• **DATASET RECORDS**:
%%

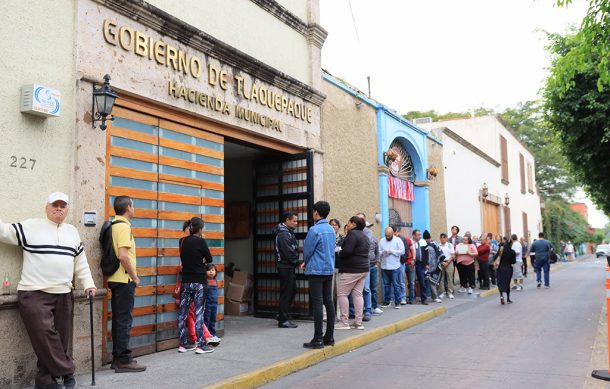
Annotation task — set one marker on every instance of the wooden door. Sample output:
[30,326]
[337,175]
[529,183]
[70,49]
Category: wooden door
[491,218]
[172,172]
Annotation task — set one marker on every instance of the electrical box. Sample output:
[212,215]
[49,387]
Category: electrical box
[90,219]
[41,101]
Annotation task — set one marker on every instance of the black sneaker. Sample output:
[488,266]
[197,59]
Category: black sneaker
[315,344]
[70,381]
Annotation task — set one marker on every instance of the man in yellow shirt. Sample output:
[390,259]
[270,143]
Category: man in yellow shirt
[123,284]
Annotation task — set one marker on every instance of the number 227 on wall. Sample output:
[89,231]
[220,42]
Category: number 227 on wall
[22,162]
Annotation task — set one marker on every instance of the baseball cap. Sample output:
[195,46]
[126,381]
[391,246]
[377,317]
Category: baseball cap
[58,196]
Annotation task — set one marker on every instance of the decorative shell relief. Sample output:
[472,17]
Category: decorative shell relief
[400,165]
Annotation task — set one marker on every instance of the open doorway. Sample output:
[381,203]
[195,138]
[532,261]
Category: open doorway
[260,185]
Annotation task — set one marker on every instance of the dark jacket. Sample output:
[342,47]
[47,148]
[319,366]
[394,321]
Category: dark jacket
[354,254]
[286,247]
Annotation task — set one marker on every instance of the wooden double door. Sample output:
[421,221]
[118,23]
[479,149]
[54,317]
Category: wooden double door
[172,172]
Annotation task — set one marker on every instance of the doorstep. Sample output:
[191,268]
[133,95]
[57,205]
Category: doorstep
[252,345]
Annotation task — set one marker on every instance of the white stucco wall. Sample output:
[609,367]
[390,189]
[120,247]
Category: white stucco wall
[465,173]
[251,29]
[484,133]
[37,48]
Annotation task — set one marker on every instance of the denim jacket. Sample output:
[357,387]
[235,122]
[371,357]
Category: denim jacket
[319,249]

%%

• **PROBLEM**: Convert every line from the one containing "of the white" through the final line of the items, inclusive, into a Markdown table with columns No. and Line, numbering the rows and leaving out blank lines.

• **RESULT FOR THIS TASK**:
| No. | Line |
|---|---|
| 1 | Annotation task — set one marker on every instance of the white stucco wall. Sample output: |
| 2 | [609,367] |
| 3 | [390,189] |
| 4 | [120,247] |
| 5 | Category: white stucco wall |
| 6 | [465,173] |
| 7 | [251,29] |
| 8 | [484,133] |
| 9 | [37,48] |
| 10 | Annotation task — set one marker on every instance of the denim jacket. Sample output: |
| 11 | [357,387] |
| 12 | [235,122] |
| 13 | [371,357] |
| 14 | Category: denim jacket |
| 15 | [319,249] |